WHAT IS EXPECTED -
Find each line in the data below that contains the word "roof" and copy those lines.

_ _ _

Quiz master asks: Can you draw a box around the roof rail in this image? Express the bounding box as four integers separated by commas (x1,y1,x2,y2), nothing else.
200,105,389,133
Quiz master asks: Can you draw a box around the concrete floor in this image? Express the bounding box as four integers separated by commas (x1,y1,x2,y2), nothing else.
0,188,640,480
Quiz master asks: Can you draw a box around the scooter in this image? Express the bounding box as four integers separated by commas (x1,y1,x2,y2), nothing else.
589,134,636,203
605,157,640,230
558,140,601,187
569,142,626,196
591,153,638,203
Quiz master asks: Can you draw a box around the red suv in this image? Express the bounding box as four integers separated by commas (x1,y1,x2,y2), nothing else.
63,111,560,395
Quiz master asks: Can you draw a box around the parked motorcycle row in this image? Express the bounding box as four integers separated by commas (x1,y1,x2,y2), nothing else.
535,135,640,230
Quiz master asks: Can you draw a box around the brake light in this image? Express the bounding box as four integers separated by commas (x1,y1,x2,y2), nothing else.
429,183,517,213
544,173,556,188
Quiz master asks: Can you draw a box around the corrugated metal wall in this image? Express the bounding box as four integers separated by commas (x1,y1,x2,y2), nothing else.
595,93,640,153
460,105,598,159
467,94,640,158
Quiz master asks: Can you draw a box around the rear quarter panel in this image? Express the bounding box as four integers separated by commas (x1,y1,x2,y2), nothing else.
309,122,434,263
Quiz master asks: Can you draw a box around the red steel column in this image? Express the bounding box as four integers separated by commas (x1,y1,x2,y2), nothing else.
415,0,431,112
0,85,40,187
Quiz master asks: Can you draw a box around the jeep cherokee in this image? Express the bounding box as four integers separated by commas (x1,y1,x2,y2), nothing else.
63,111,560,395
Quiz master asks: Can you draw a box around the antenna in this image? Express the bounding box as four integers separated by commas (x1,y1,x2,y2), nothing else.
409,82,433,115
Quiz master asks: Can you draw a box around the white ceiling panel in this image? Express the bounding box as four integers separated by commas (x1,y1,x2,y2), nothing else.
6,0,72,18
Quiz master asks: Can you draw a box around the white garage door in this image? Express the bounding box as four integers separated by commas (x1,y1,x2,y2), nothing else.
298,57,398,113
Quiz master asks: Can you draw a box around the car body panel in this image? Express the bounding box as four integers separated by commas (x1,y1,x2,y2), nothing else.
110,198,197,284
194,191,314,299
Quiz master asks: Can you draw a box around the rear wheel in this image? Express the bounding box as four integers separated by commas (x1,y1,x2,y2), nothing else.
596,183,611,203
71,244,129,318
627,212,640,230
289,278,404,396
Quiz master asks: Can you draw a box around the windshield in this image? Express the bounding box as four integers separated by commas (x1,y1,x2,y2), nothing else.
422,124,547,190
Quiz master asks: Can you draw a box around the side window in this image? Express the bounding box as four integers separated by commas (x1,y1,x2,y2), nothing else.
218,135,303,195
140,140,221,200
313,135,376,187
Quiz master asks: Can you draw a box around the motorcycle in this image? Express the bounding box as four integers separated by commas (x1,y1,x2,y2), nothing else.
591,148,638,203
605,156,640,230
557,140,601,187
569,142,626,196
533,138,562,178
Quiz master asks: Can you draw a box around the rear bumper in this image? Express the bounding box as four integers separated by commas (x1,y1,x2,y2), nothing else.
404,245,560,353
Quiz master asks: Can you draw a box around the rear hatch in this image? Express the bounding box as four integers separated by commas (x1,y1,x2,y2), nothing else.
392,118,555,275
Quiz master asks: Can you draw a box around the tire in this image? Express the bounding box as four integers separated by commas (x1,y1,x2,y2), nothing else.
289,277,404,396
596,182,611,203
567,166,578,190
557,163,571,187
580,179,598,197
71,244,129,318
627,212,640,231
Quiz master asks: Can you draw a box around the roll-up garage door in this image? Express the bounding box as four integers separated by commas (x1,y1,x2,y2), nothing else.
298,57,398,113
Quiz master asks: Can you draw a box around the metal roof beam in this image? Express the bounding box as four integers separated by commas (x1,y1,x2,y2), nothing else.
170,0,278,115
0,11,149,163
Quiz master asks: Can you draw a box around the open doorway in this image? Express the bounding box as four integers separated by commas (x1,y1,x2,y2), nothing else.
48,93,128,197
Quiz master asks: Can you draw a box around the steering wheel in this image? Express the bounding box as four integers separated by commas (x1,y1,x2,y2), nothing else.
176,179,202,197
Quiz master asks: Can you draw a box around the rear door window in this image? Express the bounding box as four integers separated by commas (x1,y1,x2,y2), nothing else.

_ _ _

WRITTEN SOLUTION -
Quiz master asks: Can you draw a box around the roof rail in this image? Express the bounding box as four integers separated by commas (x1,y1,x2,y2), nothing else.
Quiz master asks: Can you draw a box around the metal roof beam in this image? Express the bounding box as four integers separated by commas (x1,y1,x2,y2), nothing else.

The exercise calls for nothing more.